Well, I contend that the individual developer needn’t worry, so long as he’s clued up about developing with, not outside, Views. I reckon that the middle ground can almost always be bridged by Views augmented with custom code; unless you’re completely convinced from the start that, say, the logic of what you want is not representable in a query builder, you can start with Views and tweak with customisations later.

But to be sure you can extricate yourself from any small to medium tiger traps that “Views+your spec” might drop you in, it’s wise to know in advance the full range of tools at your disposal. Here are five of what I consider the most important tricks for building a complex Drupal view.

  1. Views themeing  Views has a very modular set of Drupal theme files. The markup and presentation of individual fields, rows of fields, and whole views of many rows can all be modified on a per-view, per-view-format or even cross-site basis. In a particular view’s admin GUI, you can see an entry marked “Theme: Information.” If you click on this, it will tell you what template files the view will try to use, and what files it’s currently using (in bold.) You can copy these files across from the module directory to your theme and rescan to use them; you can even rename them to be specific to the current view or formatting options, and when you rescan the directories, Views should spot the new files.
  2. Addon modules  There are a number of extension modules for views which will very quickly improve view presentation or data flexibility. At the one end is Semantic Views, which allows you to present certain fields in your views with more semantic markup: titles can be h2 elements; contact details can be in address elements, etc. At the other end of the workflow, close to the database, is the Views Or plugin, which lets you swap the normal views filter AND logic (“all items must be published AND have type=blogpost”) for a more inclusive OR logic (“all items must have type=blogpost OR be less than three weeks old”). If you’re not sure whether there’s an addon module for you, ask on the #drupaluk IRC channel.
  3. Views as a backend  Several third-party modules use views as an adjunct: that means that while the module itself is doing something apparently clever with your content, it’s secretly using a view to manage most of the hard work. If you want to maintain arbitrary admin-sortable lists of content, Nodequeue provides a nice interface for doing so. But behind each nodequeue sits… a Drupal view, and a plugin which ties the nodequeue database table to your nodes to produce the required results. Tagadelic, a module which produces tag clouds for e.g. your recent blogposts, has over the years moved from a standalone module (which still exists), to a Views style plugin, so you can build the initial tags view yourself and activate Tagadelic styling and popular-tags filtering once you’re done.

Records:
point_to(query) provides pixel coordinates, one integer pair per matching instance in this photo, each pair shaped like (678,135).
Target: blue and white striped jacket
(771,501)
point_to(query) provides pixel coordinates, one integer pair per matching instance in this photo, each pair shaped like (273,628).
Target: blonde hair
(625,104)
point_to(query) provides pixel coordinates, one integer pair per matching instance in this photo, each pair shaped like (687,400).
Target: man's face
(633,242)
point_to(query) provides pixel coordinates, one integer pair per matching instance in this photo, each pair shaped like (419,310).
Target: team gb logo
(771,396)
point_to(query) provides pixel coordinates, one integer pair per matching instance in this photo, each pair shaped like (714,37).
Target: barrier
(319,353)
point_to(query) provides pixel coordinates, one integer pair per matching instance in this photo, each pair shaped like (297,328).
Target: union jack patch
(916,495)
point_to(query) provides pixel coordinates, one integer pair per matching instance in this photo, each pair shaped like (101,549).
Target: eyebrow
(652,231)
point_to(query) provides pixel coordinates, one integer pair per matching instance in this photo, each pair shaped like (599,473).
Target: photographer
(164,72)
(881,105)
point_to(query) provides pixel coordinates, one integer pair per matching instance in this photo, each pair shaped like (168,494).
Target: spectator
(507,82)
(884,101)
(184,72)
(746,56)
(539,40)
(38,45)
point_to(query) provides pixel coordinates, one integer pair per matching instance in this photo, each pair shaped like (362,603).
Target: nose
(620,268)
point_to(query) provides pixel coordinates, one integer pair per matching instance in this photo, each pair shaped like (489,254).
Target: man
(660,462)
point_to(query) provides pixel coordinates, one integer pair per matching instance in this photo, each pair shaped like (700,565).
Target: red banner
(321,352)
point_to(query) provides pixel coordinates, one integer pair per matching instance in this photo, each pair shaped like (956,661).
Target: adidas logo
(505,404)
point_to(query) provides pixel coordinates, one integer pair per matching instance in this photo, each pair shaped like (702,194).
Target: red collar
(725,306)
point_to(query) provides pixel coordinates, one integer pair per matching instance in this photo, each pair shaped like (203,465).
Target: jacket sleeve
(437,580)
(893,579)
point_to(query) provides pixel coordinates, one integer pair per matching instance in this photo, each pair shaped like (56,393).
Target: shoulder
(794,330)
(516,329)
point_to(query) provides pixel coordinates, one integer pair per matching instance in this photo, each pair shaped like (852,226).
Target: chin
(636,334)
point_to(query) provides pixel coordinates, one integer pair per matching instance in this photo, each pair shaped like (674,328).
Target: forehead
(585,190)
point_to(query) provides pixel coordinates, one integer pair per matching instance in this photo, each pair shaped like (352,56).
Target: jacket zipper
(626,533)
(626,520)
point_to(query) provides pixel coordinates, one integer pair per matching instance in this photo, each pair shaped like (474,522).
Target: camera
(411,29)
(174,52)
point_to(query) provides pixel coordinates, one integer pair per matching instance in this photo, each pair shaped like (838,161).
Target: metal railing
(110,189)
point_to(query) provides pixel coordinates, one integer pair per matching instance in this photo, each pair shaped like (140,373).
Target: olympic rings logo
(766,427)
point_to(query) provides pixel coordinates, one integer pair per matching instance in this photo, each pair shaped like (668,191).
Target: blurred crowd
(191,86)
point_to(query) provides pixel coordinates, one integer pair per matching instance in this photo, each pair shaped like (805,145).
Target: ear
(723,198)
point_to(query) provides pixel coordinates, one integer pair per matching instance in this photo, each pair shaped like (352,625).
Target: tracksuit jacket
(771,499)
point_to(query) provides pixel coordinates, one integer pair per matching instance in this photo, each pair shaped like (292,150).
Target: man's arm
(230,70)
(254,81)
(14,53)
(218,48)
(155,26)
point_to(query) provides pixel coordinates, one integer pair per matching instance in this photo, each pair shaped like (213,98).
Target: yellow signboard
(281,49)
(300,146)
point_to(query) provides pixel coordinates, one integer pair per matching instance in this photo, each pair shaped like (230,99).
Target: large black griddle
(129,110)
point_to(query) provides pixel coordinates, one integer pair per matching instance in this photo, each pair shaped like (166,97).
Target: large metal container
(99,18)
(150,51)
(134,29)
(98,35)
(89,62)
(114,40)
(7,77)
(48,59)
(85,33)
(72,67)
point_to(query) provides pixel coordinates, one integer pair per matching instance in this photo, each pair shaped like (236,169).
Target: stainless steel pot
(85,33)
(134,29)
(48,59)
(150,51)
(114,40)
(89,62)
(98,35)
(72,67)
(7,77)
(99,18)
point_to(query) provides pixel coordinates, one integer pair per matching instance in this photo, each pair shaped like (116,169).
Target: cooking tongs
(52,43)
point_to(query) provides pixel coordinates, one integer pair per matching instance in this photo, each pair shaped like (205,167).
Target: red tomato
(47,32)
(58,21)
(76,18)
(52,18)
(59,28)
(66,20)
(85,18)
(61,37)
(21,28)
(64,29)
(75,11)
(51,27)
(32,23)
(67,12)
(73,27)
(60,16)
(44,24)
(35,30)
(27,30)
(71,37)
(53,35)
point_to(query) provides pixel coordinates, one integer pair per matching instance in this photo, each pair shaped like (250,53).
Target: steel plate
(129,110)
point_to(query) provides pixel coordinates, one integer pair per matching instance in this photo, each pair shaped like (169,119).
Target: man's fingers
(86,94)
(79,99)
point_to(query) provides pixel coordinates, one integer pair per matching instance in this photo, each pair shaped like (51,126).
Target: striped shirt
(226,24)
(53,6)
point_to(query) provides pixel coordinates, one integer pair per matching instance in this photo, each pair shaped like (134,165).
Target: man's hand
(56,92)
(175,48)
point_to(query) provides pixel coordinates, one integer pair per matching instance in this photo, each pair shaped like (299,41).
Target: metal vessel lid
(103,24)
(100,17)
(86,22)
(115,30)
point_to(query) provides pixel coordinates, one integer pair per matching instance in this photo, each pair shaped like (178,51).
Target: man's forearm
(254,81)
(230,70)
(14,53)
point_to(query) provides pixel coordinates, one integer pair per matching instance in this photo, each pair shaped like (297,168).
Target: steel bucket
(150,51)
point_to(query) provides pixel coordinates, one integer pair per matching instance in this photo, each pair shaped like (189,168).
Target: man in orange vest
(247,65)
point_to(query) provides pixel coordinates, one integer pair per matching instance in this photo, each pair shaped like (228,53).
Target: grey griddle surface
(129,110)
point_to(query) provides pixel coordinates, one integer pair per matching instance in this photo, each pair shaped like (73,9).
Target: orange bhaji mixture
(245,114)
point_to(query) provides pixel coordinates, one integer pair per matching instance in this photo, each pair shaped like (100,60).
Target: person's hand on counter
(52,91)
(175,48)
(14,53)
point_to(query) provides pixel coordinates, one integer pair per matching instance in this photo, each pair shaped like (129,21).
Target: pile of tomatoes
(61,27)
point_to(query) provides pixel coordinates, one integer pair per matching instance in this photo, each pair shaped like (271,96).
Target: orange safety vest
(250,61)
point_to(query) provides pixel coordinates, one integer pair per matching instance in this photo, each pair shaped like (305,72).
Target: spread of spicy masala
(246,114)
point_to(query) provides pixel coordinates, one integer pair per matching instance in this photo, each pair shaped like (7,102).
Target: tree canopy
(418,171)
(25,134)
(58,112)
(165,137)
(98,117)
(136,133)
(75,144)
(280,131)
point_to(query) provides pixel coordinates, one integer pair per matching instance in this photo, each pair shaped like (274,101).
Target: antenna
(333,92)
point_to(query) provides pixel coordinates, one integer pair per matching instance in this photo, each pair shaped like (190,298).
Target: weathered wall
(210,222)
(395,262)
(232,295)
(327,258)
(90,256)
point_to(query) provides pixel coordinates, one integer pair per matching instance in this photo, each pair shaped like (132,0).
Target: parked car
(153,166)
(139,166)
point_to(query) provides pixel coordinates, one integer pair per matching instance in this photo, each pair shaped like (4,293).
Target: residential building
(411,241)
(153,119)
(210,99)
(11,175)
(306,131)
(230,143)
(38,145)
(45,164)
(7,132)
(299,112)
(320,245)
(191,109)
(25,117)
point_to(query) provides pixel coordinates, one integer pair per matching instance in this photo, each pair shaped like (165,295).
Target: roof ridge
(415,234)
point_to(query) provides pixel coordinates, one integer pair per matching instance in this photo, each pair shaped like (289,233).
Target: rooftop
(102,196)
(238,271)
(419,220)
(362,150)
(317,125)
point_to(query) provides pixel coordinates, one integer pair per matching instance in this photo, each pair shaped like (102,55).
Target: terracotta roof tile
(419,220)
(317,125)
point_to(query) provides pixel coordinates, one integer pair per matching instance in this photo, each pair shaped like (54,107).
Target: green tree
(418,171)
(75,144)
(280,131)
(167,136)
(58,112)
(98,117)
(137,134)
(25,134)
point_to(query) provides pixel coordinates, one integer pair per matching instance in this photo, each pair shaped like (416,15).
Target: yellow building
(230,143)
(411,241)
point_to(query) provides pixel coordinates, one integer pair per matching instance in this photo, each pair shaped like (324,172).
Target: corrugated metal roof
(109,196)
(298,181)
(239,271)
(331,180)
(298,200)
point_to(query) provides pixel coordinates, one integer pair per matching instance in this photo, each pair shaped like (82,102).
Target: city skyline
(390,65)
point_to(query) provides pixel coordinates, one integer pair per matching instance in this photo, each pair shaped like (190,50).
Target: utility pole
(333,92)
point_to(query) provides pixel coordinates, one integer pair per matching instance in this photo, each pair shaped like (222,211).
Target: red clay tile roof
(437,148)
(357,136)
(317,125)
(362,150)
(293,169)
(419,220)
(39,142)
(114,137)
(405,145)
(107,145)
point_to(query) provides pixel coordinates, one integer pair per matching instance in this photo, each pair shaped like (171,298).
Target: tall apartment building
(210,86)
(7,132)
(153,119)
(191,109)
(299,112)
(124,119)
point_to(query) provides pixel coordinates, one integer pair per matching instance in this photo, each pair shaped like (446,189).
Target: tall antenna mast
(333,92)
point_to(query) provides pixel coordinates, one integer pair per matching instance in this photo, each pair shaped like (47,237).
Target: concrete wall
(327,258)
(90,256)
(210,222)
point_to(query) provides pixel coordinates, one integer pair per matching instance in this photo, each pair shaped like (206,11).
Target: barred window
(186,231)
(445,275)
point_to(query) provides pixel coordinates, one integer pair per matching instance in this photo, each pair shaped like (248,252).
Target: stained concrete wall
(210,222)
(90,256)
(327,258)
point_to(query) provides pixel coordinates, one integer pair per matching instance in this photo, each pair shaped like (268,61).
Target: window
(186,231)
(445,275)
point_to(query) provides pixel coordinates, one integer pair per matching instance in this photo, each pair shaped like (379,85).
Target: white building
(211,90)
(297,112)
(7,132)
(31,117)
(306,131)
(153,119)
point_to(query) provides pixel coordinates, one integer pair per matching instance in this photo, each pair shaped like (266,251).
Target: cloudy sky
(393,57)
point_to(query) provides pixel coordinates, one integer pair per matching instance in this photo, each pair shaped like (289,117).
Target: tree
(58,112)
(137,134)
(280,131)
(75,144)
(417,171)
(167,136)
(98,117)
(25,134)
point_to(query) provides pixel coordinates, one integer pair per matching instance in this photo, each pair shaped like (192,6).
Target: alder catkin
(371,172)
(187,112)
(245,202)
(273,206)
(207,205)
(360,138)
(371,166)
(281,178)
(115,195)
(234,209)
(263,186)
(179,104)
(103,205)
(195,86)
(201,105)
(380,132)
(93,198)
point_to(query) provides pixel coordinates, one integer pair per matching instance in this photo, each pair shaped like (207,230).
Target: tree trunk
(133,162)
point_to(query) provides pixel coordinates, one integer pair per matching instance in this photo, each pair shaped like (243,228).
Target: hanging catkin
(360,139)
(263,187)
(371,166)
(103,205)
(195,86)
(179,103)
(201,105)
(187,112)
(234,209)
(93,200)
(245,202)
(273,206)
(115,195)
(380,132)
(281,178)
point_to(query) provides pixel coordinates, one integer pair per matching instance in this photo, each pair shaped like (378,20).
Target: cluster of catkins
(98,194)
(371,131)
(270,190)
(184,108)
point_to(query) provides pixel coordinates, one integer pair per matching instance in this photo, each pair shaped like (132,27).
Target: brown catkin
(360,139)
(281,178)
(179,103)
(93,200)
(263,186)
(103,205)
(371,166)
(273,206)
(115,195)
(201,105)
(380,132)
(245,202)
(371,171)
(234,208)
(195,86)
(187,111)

Written exercise 1:
Answer these questions from the Drupal Views article:
(a) What does Semantic Views let you do with fields in your views?
(b) What does Nodequeue provide an interface for?
(c) Where does the article suggest asking if you are unsure whether an addon module exists for you?
Written exercise 2: List every module or plugin that the Drupal Views article names as extending Views or using it as a backend.
Written exercise 3: Retype the part of the Drupal Views article that begins at the words "Well, I contend" and ends after the words "complex Drupal view.".

Worked solution 1:
(a) It lets you present certain fields in your views with more semantic markup, such as titles as h2 elements and contact details in address elements.
(b) Maintaining arbitrary admin-sortable lists of content.
(c) On the #drupaluk IRC channel.

Worked solution 2:
- Semantic Views
- Views Or
- Nodequeue
- Tagadelic

Worked solution 3:
Well, I contend that the individual developer needn’t worry, so long as he’s clued up about developing with, not outside, Views. I reckon that the middle ground can almost always be bridged by Views augmented with custom code; unless you’re completely convinced from the start that, say, the logic of what you want is not representable in a query builder, you can start with Views and tweak with customisations later.

But to be sure you can extricate yourself from any small to medium tiger traps that “Views+your spec” might drop you in, it’s wise to know in advance the full range of tools at your disposal. Here are five of what I consider the most important tricks for building a complex Drupal view.